▸ CONSIGNE
Recopiez mot pour mot l'intégralité du texte sur le zapatisme et l'auto-transformation de la société.
══ EXTRAIT DU TEXTE
L’AUTO-TRANSFORMATION DE LA SOCIÉTÉ : »LA DÉMOCRATIE EST QUELQUE CHOSE QUI SE CONSTRUIT D’EN BAS ET AVEC TOUS »


Une des originalités majeures des zapatistes est qu’ils luttent, non pas pour accéder aux fonctions suprêmes, mais pour « la construction d’une pratique politique qui ne cherche pas la prise du pouvoir mais l’organisation de la société » (30 août 1996). « Le zapatisme armé qui naît en 1994 commence à se convertir en quelque chose de neuf, au moment où il rencontre le zapatisme civil au Mexique et dans le monde, des gens qui pensent comme nous, qui luttent pour la même chose mais qui ne sont pas armés et n’ont pas de passe-montagne (14) » (30 juin 1996).

En janvier 1994, juste après le soulèvement, les zapatistes se mettent à l’écoute des réactions de la société mexicaine : « nous pensions que le peuple ou bien n’allait pas nous prêter attention ou bien allait se joindre à notre combat. Mais il n’a réagi d’aucune de ces deux manières. Il se trouve que tous ces gens, qui étaient des milliers, des dizaines de milliers, des centaines de milliers, peut-être des millions, ne voulaient pas se soulever avec nous , mais ne voulaient pas non plus que nous nous battions, ni que nous soyons écrasés. Ils voulaient que nous dialoguions. Cela brise totalement notre schéma et achève de définir le zapatisme, le néozapatisme… le Comité clandestin révolutionnaire indigène, c’est-à-dire la direction du mouvement, dit : ici, il y a quelque chose de nouveau et nous ne savons pas ce que c’est, arrêtons-nous pour voir ce qui se passe…. C’est ainsi que nos camarades des comités, du Comité clandestin, ont décidé qu’il fallait parler avec les gens, pour voir comment nous devions poursuivre la lutte » (15).
════
══ DONNÉES FOURNIES
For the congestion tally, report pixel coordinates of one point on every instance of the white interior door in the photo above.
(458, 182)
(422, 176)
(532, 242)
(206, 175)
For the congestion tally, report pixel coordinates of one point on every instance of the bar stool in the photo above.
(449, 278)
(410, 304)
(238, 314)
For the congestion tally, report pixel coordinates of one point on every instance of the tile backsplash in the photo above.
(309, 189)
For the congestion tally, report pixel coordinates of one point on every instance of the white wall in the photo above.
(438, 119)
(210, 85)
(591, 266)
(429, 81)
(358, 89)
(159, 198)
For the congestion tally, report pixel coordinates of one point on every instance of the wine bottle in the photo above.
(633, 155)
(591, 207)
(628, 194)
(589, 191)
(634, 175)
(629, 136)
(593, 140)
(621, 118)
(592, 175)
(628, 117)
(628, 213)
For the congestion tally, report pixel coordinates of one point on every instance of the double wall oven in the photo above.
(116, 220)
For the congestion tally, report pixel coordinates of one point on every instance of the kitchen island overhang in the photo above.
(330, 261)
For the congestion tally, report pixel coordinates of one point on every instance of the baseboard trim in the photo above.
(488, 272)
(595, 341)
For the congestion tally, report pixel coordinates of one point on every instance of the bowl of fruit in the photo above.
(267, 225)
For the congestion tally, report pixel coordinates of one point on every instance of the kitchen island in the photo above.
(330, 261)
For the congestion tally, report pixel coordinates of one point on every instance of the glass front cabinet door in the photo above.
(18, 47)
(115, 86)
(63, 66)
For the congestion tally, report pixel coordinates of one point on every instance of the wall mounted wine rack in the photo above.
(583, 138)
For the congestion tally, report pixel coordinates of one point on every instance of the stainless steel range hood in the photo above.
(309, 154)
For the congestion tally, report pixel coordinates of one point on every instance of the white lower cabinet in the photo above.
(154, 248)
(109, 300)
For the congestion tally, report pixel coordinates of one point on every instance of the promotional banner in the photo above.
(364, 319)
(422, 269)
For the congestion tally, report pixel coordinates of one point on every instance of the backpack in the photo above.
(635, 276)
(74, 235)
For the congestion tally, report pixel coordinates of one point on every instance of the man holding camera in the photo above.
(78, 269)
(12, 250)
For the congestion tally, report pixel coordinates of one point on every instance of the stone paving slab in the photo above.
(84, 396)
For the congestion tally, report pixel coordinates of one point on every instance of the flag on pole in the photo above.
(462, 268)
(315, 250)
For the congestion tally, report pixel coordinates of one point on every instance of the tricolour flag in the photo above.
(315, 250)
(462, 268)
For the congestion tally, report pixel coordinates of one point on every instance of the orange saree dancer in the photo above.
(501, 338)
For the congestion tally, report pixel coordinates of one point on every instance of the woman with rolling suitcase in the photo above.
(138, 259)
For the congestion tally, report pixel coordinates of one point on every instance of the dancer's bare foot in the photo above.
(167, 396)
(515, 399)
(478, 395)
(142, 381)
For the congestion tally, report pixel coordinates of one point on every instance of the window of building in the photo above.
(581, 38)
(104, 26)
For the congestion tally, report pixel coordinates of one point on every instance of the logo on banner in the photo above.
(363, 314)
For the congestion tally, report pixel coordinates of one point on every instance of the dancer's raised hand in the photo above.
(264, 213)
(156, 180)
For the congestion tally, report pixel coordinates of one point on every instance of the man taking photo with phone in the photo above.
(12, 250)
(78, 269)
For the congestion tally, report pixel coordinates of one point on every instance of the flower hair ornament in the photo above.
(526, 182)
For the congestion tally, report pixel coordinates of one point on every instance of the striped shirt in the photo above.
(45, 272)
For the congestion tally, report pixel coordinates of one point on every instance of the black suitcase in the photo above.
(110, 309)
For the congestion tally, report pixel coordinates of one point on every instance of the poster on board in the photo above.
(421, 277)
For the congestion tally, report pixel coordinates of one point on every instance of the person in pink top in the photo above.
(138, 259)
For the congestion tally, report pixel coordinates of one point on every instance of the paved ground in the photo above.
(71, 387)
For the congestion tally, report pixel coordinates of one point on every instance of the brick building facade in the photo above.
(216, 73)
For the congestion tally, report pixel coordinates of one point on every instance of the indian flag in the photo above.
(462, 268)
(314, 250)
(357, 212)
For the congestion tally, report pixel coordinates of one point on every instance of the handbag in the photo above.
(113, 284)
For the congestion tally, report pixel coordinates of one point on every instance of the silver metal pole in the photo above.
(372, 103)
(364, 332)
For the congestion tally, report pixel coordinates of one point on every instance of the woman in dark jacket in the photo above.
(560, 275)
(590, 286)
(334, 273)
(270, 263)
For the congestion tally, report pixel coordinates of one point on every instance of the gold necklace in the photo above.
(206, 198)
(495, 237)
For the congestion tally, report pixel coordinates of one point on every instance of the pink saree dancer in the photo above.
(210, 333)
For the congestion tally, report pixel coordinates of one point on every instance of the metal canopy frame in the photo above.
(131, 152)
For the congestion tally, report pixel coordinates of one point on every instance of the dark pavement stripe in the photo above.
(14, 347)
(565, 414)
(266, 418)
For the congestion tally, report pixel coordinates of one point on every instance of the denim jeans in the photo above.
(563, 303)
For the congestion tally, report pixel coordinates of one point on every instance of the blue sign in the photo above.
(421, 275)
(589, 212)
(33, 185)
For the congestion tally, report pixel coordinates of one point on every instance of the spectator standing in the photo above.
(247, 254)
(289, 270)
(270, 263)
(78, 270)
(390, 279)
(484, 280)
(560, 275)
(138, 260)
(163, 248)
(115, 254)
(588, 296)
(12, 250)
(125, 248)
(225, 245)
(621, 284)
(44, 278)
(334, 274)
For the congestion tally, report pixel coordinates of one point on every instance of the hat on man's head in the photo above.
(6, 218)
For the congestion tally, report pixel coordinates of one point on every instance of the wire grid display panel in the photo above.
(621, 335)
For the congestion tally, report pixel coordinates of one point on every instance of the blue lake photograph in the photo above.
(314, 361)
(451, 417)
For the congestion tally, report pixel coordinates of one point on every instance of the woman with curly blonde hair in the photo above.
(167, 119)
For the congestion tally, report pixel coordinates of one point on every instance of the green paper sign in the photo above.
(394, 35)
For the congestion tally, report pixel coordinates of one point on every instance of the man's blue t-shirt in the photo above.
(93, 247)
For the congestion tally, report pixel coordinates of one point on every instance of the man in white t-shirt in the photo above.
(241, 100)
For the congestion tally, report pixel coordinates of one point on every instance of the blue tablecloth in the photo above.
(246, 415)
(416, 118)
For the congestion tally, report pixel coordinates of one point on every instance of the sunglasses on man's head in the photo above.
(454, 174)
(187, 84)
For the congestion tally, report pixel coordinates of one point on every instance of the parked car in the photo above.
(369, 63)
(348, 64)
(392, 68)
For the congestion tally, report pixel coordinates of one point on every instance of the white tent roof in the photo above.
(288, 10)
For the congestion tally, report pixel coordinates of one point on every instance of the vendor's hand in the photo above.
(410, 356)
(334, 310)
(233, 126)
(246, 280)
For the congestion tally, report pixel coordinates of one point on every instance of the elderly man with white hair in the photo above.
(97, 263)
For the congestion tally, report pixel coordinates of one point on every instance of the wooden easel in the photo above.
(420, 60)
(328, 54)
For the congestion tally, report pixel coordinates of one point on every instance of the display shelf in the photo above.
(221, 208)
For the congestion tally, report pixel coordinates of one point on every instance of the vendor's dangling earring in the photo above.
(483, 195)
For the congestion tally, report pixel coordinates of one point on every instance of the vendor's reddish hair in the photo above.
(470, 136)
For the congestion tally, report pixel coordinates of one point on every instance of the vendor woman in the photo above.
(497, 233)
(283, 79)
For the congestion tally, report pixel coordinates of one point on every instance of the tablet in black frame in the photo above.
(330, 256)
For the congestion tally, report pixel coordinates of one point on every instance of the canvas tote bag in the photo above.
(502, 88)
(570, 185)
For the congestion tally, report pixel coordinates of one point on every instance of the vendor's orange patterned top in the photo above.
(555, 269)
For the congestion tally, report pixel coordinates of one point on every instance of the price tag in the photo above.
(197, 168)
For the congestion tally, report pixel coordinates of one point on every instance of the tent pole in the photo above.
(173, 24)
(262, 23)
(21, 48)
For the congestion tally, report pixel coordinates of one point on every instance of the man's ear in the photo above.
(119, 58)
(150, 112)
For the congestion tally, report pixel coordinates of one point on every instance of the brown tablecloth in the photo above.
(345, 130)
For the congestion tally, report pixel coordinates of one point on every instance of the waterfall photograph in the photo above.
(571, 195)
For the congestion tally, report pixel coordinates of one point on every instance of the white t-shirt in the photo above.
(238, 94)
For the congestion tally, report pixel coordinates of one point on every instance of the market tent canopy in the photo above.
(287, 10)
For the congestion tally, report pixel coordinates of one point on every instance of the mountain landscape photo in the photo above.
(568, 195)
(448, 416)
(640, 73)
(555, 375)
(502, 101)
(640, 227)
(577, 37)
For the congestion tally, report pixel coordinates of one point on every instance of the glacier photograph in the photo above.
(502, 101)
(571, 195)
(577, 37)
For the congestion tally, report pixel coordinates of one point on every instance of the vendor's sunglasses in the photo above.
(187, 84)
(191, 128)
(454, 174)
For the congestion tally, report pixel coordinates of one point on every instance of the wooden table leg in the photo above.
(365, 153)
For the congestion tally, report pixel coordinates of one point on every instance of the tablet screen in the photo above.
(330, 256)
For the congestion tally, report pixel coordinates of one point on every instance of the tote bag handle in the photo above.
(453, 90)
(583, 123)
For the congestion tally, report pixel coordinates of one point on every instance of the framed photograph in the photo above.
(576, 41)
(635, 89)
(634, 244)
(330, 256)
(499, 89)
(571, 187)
════
▸ CORRIGÉ
L’AUTO-TRANSFORMATION DE LA SOCIÉTÉ : »LA DÉMOCRATIE EST QUELQUE CHOSE QUI SE CONSTRUIT D’EN BAS ET AVEC TOUS »


Une des originalités majeures des zapatistes est qu’ils luttent, non pas pour accéder aux fonctions suprêmes, mais pour « la construction d’une pratique politique qui ne cherche pas la prise du pouvoir mais l’organisation de la société » (30 août 1996). « Le zapatisme armé qui naît en 1994 commence à se convertir en quelque chose de neuf, au moment où il rencontre le zapatisme civil au Mexique et dans le monde, des gens qui pensent comme nous, qui luttent pour la même chose mais qui ne sont pas armés et n’ont pas de passe-montagne (14) » (30 juin 1996).

En janvier 1994, juste après le soulèvement, les zapatistes se mettent à l’écoute des réactions de la société mexicaine : « nous pensions que le peuple ou bien n’allait pas nous prêter attention ou bien allait se joindre à notre combat. Mais il n’a réagi d’aucune de ces deux manières. Il se trouve que tous ces gens, qui étaient des milliers, des dizaines de milliers, des centaines de milliers, peut-être des millions, ne voulaient pas se soulever avec nous , mais ne voulaient pas non plus que nous nous battions, ni que nous soyons écrasés. Ils voulaient que nous dialoguions. Cela brise totalement notre schéma et achève de définir le zapatisme, le néozapatisme… le Comité clandestin révolutionnaire indigène, c’est-à-dire la direction du mouvement, dit : ici, il y a quelque chose de nouveau et nous ne savons pas ce que c’est, arrêtons-nous pour voir ce qui se passe…. C’est ainsi que nos camarades des comités, du Comité clandestin, ont décidé qu’il fallait parler avec les gens, pour voir comment nous devions poursuivre la lutte » (15).